§ TASK DIRECTIONS
Can you write out the Duplicati FTP thread again, starting at the words that have "Anyway, is there" and stopping after "the first session.", and change "hard kill" to "forced termination"?

§ PAGE EXCERPT

%%

FTP delete not atomic / verified / transactional (?)

I know there are interruptions, there’s no need to especially look for those. My point still is that journal & journal recovery should take care of the “problems” interruption created when things resume as usual.

And as we concluded in the another thread, this problem is not FTP related, it seems to be generic flaw with compact & journal process. FTP (AFTP) itself seems to be working exactly as intended and designed.

Anyway, is there any soft way to ask for duplicati to stop? As far as I remember, it doesn’t mind friendly hup and requires hard kill… Is there any other way to signal please stop as soon as it’s safe.

I also have noticed two interesting aspects lately. For some reason Duplicati seems to leave one idle FTPS session during the backup operations. Yet, it’s closed when Duplicati finishes, so it’s certainly not a problem, just bit strange. I haven’t concluded why that happens. Maybe it’s used only for the main directory content checks. Because it opens FTPS session, and then uploads each file in separate session without closing the first session.

I also saw this in logs, which is quite interesting. Does the FTPS client failure to recognize that session is already active and logged in?

%%

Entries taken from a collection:
%%

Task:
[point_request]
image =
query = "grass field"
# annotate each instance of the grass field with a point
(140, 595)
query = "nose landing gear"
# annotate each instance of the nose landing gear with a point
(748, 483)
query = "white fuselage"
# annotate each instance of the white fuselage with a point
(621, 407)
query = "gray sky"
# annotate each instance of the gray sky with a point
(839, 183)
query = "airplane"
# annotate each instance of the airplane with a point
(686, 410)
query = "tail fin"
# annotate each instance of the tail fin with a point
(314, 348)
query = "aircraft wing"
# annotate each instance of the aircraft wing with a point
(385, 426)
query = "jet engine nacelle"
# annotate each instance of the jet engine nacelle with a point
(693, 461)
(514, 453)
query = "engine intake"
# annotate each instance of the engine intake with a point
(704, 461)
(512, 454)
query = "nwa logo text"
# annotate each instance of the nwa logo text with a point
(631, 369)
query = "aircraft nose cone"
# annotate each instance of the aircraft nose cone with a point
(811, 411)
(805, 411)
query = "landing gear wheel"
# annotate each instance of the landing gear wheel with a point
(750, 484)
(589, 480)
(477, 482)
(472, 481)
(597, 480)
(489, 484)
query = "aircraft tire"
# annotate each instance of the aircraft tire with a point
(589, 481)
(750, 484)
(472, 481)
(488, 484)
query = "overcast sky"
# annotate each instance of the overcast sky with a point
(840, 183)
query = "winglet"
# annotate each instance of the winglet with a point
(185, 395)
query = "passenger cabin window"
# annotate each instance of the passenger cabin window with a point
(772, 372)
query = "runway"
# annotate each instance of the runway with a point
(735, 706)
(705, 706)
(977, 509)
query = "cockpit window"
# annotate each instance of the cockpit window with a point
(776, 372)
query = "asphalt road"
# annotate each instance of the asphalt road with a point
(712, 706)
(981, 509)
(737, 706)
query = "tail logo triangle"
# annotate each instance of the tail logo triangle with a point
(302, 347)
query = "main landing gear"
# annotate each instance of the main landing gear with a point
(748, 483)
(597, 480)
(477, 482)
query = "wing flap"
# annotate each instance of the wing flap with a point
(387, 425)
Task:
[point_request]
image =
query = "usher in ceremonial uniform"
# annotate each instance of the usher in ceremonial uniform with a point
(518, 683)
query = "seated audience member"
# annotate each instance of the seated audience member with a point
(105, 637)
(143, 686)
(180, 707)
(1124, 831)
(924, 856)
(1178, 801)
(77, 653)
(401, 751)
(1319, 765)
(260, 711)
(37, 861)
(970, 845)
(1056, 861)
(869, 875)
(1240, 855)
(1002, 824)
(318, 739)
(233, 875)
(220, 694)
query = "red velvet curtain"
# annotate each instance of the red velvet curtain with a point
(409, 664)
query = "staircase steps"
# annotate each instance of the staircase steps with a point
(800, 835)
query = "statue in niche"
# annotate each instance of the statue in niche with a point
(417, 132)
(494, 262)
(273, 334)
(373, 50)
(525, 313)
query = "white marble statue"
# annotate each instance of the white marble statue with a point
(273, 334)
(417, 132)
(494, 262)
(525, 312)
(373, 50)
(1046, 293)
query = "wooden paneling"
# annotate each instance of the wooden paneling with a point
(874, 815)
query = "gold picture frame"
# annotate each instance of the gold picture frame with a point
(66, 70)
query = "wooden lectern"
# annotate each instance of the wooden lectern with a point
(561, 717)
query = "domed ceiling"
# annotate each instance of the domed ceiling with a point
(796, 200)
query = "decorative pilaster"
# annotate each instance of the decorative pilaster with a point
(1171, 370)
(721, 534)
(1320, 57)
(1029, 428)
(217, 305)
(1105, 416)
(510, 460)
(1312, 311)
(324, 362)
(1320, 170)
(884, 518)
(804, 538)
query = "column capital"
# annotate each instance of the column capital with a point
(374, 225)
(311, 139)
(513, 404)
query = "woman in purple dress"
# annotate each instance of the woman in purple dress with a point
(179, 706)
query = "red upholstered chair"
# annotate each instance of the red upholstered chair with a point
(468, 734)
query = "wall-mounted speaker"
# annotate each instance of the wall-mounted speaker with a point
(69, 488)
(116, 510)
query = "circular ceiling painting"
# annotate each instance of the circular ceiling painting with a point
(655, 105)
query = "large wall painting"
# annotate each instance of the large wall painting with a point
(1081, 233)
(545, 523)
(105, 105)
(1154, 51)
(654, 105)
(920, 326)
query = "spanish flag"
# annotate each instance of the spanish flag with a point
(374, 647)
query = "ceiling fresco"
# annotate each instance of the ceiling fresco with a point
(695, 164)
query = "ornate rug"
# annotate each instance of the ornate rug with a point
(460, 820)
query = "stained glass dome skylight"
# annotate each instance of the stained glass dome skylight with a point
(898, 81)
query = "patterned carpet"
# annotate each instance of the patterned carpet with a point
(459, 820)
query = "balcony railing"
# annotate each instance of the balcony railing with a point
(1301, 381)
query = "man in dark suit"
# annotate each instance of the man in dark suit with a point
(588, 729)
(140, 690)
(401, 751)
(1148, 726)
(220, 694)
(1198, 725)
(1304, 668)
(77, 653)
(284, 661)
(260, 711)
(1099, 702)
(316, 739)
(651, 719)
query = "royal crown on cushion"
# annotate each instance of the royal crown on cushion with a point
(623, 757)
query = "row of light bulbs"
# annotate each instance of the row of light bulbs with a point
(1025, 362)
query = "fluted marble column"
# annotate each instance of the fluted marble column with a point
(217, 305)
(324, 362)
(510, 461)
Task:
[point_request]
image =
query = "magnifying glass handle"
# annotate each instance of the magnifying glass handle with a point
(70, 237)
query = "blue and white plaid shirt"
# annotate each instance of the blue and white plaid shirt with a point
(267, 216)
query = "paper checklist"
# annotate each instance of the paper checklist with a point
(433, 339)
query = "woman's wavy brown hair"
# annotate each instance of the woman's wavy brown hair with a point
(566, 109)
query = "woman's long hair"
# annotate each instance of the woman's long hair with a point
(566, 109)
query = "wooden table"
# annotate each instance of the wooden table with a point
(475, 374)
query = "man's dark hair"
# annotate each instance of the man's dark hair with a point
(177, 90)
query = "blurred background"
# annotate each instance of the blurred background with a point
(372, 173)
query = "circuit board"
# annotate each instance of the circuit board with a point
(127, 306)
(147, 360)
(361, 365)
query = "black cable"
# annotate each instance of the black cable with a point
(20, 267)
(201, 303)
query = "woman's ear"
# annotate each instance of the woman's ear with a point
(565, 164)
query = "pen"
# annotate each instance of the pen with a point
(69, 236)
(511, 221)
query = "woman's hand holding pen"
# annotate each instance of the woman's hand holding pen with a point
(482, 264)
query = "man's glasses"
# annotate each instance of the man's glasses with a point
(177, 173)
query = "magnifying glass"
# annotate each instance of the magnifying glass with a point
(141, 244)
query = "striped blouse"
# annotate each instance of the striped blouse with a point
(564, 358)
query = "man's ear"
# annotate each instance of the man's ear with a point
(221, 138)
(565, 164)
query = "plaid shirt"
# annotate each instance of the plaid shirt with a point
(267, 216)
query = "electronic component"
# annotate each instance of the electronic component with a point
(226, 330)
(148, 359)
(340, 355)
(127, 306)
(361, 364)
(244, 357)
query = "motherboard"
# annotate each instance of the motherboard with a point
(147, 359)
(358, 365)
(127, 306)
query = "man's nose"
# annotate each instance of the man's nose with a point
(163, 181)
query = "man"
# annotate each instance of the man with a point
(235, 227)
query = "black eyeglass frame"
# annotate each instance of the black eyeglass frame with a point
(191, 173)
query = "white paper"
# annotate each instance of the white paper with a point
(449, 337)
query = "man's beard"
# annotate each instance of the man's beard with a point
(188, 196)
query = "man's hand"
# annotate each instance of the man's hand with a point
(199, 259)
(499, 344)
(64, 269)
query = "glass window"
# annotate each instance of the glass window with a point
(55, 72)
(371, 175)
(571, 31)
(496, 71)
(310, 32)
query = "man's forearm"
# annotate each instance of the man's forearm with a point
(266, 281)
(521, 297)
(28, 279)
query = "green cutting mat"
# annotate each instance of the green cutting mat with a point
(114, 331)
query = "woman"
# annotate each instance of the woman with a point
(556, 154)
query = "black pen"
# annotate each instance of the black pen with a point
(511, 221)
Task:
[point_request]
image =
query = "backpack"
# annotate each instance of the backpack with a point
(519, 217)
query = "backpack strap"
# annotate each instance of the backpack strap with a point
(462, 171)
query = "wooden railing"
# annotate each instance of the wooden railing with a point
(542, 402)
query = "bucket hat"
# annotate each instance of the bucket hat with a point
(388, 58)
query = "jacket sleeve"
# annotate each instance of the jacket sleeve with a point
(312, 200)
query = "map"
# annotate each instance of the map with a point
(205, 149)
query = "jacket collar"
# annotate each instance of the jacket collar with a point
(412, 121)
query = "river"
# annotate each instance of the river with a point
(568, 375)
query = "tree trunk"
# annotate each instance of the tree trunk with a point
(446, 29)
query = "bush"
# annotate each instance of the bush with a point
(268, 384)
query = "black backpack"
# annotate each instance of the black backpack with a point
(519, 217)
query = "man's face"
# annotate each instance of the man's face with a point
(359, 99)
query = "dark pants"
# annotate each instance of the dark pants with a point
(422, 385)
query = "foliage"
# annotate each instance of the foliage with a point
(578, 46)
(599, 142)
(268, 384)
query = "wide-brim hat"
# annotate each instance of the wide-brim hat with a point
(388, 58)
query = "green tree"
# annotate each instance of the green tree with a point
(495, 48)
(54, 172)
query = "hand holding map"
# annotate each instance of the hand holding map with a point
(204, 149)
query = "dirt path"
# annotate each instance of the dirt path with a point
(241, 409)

%%

§ RESPONSE
Anyway, is there any soft way to ask for duplicati to stop? As far as I remember, it doesn’t mind friendly hup and requires forced termination… Is there any other way to signal please stop as soon as it’s safe.

I also have noticed two interesting aspects lately. For some reason Duplicati seems to leave one idle FTPS session during the backup operations. Yet, it’s closed when Duplicati finishes, so it’s certainly not a problem, just bit strange. I haven’t concluded why that happens. Maybe it’s used only for the main directory content checks. Because it opens FTPS session, and then uploads each file in separate session without closing the first session.